Global Alumina Completes Joint Venture Agreements
May 21 2007 - 1:01AM
PR Newswire (US)
TORONTO, May 21 /PRNewswire-FirstCall/ -- Global Alumina
Corporation (the "Company") (TSX: GLA.U) announced today that the
Company, Global Alumina International, Ltd. ("GAI"), and Guinea
Alumina Corporation, Ltd. ("Guinea BVI"), and The Broken Hill
Proprietary Company Pty Limited ("BHP Billiton"), Dubai Aluminum
Company Limited and Mubadala Development Company PJSC have
completed the transaction contemplated by the share subscription
and related agreements forming the joint venture to develop and
operate the Sangaredi Alumina Refinery in the Republic of Guinea.
The transaction was completed in escrow on May 17, 2007 pending the
transfer of funds, and will be effective from and after May 17,
2007. Global Alumina has received the first US$151.1 million
installment of the aggregate US$260 million proceeds for the
issuance to the venture partners of a 66.67% interest in Guinea BVI
(BHP Billiton: 33.33%; DUBAL: 25%; and Mubadala: 8.33%), which is
developing the Sangaredi Refinery Project through its wholly-owned
Guinean subsidiary, Guinea Alumina Corporation, S.A. (the "Project
Company"). The Company, through its wholly-owned subsidiary GAI,
retains a 33.33% interest in Guinea BVI. Simultaneous with
completion, each joint venture party made its proportionate share
of a US$80 million capital contribution to Guinea BVI to repay
US$55.3 million of project-related borrowings under its loan
facility plus interest and to establish a US$24.7 million cash
reserve to fund two months of budgeted, future project
expenditures. Global Alumina also contributed an additional US$4.4
million to repay borrowings under the loan facility for corporate
costs. Upon repayment in full, the loan facility was terminated.
--------------------------------
§ Set task
In the Global Alumina joint venture press release, reproduce the text word for word from "TORONTO, May 21" up to and including "Republic of Guinea.". The entries that come next are drawn from a separate source unrelated to the press release.

(Entries from a dataset)
--------------------------------
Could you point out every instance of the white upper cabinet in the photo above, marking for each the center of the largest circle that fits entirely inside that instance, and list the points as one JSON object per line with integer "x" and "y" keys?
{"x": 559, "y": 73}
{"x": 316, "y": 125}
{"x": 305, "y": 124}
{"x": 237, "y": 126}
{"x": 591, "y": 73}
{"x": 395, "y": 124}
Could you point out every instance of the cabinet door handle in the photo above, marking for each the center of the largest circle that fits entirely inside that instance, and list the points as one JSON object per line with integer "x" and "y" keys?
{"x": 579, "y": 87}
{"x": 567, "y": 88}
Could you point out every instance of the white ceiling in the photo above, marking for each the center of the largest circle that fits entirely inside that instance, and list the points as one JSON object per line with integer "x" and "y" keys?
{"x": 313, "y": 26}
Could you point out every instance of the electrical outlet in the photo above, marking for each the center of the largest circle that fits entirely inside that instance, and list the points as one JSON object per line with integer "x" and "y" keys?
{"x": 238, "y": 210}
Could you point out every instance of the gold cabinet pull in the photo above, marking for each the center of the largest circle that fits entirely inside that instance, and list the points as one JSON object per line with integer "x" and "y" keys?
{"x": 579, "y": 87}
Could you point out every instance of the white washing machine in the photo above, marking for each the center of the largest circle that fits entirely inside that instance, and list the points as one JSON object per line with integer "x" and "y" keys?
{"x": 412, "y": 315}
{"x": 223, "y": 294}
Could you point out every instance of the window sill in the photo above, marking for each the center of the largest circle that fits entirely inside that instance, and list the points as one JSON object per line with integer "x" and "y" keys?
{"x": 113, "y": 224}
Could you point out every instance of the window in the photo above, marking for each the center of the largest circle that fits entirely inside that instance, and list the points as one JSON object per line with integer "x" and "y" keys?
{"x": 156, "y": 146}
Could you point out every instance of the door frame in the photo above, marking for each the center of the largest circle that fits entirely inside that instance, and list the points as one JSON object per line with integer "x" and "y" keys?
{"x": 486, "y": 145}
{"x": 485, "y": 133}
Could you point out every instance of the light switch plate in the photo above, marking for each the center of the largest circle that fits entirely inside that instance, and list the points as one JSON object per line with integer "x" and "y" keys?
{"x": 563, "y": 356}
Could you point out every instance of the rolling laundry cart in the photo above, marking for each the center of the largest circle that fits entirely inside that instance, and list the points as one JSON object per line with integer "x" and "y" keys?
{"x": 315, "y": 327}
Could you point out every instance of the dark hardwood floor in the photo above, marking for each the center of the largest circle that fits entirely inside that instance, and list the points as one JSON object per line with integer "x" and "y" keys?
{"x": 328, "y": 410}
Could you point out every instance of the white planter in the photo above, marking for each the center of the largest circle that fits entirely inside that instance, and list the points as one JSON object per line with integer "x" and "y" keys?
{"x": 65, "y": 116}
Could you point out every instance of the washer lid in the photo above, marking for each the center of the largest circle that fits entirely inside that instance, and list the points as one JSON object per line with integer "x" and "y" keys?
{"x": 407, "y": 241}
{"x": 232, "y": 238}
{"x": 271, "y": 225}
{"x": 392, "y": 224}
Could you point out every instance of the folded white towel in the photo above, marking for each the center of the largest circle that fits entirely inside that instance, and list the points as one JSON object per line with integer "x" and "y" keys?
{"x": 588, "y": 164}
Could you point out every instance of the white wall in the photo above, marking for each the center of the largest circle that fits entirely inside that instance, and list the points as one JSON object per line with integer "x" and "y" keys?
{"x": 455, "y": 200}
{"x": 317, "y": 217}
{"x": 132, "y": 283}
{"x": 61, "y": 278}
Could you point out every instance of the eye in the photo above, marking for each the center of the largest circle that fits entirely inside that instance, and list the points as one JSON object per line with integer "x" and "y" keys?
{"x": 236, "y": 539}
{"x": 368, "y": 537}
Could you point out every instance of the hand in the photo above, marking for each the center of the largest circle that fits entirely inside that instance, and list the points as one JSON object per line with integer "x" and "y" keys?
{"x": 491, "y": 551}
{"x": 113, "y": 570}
--------------------------------
§ Result for this task
TORONTO, May 21 /PRNewswire-FirstCall/ -- Global Alumina
Corporation (the "Company") (TSX: GLA.U) announced today that the
Company, Global Alumina International, Ltd. ("GAI"), and Guinea
Alumina Corporation, Ltd. ("Guinea BVI"), and The Broken Hill
Proprietary Company Pty Limited ("BHP Billiton"), Dubai Aluminum
Company Limited and Mubadala Development Company PJSC have
completed the transaction contemplated by the share subscription
and related agreements forming the joint venture to develop and
operate the Sangaredi Alumina Refinery in the Republic of Guinea.